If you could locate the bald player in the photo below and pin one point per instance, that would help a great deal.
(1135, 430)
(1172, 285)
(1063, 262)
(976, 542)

Your objective: A precise copy of all the records is needed.

The answer:
If you could locate the bald player in the photo below and pin one point per instance, that would help a great deal.
(1135, 430)
(1172, 285)
(1063, 262)
(976, 542)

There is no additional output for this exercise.